§ **Tasks and exercises**
(a) In the tablet thread, what operating system is on the Dell?
(b) From the tablet thread, output the passage starting with "If it could" and going on through "that particular project.".

§ **Extract**
....

# Buying Tablet



## Hardway (Dec 28, 2011)

What operating system on the Dell?


----------



## Blondesense (Sep 23, 2008)

The Dell has windows vista, but I'm not really concerned with compatibility except for the ability of moving jpegs back and forth. Will this be a problem if I go with an Android?

This is mainly going to be a toy. I've been spending a lot of time in waiting rooms (wi-fi available) and I want something inexpensive to help pass the time. Surf the web or read a book kinda stuff so I want at least 8".

If it could double and replace my out of date car GPS, that would be a plus.


----------



## gregzoll (Dec 25, 2006)

You should be able to run Windows 7 on it or even possibly Windows 8. As for the tablet, the Asus Google Nexus 7 are one of the higher rated tablets out there. I got a refurb through Tigerdirect.com, for $20 less then a new one.

Now if you plan on keeping the old Dell, turn it into a HTPC for storing DVD & Blu-Ray images on it, so that you can play them from any tv in the house. Linux is going to be the best OS to run for doing that particular project.


----------



## Blondesense (Sep 23, 2008)

Greg, I appreciate the advice, but the Dell does what I need it to, so I'm not going to invest the $$, and especially the time where it isn't needed. 

I'm really looking for a larger tablet, something in the 8" to 10" range, but I'll check out that website. Thanks. 
I guess GPS is just not available with the bigger tablets. Not surprising really.


----------



## gregzoll (Dec 25, 2006)

Actually it is available on the Android and iPad tablets. You just do not see it on the Windows Surface, because Microsoft in their infinite wisdom thinks that people do not need that feature.

I did find something unique out about the Samsung Galaxy S4 series. It has various sensors, such as Barometric, pressure, temp, humidity, etc onboard, when I was looking at which to go with.

Tablets are meant to be portable and lightweight, not large and bulky light the old ones.


----------



## AJPLeBlanc (Feb 14, 2013)

I'll be honest with you. The large majority of tablets in the $100 range are total junk. They are typically running a flavor of some older version of Android (can't be upgraded), their touch screens are low tech, and difficult to use, and the feature set leaves a lot to be desired.

....

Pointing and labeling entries

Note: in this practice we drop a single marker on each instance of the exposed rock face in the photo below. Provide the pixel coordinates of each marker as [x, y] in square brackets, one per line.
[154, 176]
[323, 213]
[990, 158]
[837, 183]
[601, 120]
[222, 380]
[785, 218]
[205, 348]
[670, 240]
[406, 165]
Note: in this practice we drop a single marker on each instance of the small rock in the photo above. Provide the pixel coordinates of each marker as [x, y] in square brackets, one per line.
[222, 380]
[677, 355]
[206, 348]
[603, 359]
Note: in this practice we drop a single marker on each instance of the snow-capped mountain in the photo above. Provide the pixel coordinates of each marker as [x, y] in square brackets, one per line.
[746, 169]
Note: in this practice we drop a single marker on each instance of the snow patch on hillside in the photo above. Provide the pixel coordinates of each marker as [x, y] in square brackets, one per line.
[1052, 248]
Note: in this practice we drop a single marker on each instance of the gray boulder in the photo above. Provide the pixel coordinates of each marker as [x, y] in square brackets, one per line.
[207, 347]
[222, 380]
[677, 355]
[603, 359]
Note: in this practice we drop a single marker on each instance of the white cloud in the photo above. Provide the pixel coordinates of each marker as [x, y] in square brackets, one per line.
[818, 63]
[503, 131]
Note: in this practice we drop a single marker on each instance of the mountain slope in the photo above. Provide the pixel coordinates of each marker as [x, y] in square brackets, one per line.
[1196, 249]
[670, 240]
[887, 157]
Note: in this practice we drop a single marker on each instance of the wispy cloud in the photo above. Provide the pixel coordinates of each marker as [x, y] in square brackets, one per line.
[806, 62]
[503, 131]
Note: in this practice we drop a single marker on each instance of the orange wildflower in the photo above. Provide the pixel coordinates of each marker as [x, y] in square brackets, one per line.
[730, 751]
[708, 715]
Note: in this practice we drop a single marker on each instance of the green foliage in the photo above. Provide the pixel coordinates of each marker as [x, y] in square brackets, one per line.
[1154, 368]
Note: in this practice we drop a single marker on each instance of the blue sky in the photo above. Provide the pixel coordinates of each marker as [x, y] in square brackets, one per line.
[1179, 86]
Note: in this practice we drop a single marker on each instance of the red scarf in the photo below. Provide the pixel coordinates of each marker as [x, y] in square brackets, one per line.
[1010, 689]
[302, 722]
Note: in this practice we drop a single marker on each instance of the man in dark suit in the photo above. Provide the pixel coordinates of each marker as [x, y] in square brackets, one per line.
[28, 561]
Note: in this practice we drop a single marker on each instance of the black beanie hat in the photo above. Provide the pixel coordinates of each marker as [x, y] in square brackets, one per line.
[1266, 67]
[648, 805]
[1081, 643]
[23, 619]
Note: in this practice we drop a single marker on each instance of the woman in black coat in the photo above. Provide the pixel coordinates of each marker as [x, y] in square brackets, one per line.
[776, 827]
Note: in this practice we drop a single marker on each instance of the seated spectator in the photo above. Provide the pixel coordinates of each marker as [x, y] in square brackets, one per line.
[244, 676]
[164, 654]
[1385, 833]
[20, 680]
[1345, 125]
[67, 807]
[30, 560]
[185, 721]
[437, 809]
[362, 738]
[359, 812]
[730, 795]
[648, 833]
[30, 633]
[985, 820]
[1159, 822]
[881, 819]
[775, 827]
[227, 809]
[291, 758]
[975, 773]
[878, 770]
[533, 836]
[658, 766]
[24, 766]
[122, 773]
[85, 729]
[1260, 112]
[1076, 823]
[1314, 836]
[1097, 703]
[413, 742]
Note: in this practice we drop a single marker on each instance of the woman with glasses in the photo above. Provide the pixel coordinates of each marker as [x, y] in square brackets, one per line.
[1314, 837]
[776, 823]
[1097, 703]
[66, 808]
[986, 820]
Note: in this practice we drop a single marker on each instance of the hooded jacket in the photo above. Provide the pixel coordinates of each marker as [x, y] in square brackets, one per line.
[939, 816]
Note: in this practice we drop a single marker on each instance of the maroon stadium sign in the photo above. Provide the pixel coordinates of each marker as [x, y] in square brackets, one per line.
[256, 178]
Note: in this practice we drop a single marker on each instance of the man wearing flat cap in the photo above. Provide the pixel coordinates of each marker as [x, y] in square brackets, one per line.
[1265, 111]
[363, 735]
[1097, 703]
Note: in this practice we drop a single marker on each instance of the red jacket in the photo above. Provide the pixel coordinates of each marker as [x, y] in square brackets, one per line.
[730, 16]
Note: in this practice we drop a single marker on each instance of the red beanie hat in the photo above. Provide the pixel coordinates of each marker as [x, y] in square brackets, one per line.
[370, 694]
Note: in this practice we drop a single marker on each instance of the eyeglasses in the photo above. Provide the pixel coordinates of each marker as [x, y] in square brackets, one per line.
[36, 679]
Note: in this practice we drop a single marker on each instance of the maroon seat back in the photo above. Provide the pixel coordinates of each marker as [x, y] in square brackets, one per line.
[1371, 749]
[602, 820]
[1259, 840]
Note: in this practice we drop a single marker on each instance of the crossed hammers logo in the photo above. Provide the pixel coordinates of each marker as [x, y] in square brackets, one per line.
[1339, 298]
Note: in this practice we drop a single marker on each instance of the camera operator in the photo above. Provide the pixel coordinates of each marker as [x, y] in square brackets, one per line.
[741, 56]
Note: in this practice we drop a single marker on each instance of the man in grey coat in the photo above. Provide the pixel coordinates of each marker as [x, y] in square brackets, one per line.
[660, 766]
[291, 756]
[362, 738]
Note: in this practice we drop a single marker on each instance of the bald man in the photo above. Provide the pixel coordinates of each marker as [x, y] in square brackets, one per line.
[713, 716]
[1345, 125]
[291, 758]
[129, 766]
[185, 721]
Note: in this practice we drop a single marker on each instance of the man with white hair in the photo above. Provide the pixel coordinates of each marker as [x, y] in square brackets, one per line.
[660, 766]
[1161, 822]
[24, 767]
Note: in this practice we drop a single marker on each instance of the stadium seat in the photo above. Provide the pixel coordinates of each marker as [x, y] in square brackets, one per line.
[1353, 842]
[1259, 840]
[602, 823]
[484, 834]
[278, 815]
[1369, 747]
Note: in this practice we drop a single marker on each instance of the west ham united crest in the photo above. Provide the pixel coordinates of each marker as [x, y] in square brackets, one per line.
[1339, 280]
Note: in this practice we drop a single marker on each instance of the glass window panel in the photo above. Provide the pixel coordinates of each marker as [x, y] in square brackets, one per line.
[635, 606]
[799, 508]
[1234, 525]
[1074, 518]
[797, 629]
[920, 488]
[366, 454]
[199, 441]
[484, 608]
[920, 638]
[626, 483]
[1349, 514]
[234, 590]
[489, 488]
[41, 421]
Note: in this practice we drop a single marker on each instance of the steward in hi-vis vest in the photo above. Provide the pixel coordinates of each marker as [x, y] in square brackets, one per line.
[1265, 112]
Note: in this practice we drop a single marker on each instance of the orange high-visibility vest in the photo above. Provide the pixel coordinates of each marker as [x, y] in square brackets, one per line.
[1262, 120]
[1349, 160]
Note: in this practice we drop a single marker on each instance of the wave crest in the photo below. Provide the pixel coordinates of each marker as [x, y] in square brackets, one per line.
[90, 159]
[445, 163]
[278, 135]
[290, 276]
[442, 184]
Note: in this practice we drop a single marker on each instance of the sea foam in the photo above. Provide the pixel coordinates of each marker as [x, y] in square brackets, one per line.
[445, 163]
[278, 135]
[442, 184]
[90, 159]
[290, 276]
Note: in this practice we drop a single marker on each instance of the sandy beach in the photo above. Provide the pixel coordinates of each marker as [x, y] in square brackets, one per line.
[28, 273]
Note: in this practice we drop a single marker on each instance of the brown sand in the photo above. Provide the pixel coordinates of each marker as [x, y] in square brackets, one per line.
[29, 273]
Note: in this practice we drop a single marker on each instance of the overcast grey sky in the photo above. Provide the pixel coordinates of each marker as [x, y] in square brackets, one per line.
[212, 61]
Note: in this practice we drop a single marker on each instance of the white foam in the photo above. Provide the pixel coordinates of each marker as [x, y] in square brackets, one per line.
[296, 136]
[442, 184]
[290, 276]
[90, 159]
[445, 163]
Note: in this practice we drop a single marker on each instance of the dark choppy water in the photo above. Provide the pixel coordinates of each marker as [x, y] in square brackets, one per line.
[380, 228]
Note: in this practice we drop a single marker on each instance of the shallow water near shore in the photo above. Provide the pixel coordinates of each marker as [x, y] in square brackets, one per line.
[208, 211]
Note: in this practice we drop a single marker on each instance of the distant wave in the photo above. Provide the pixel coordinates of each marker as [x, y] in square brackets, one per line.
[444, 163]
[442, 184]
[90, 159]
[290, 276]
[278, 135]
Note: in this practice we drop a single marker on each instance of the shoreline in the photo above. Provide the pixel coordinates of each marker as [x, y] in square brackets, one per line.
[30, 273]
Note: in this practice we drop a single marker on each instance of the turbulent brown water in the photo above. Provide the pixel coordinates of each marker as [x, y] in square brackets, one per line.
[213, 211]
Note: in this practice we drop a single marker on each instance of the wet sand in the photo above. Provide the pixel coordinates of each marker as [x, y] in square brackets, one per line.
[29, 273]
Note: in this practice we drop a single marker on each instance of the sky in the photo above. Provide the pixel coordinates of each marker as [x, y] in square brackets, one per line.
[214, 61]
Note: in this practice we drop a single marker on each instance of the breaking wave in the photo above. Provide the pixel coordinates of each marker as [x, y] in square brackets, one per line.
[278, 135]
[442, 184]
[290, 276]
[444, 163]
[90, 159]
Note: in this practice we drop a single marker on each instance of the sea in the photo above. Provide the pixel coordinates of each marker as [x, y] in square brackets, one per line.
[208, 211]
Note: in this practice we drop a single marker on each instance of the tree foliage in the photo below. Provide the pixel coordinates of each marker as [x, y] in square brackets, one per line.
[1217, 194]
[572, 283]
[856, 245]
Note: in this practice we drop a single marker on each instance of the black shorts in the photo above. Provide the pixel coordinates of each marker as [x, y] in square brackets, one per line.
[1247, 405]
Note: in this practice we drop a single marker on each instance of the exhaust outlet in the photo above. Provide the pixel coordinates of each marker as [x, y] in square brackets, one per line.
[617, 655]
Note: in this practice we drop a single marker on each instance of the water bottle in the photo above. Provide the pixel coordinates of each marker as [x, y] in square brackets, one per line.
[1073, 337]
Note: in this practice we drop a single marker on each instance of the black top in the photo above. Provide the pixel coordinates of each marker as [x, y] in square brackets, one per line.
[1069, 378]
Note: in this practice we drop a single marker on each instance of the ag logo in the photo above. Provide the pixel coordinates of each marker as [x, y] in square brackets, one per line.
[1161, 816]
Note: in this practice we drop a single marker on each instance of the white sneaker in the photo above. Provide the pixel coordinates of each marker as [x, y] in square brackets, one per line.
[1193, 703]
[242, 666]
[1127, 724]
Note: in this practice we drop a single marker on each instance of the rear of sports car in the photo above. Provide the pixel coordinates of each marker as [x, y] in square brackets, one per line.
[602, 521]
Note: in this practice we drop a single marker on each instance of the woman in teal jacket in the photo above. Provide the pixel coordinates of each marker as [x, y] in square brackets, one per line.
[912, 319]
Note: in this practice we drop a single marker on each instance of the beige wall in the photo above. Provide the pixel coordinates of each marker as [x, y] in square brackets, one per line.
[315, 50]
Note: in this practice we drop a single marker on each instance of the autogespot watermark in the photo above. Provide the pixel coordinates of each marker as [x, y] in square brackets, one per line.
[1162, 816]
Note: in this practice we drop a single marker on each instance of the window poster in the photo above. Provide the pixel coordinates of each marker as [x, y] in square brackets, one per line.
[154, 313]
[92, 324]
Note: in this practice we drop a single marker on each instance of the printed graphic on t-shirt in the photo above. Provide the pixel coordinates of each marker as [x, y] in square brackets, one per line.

....

§ **The responses**
(a) Windows Vista.

(b)
If it could double and replace my out of date car GPS, that would be a plus.


----------



## gregzoll (Dec 25, 2006)

You should be able to run Windows 7 on it or even possibly Windows 8. As for the tablet, the Asus Google Nexus 7 are one of the higher rated tablets out there. I got a refurb through Tigerdirect.com, for $20 less then a new one.

Now if you plan on keeping the old Dell, turn it into a HTPC for storing DVD & Blu-Ray images on it, so that you can play them from any tv in the house. Linux is going to be the best OS to run for doing that particular project.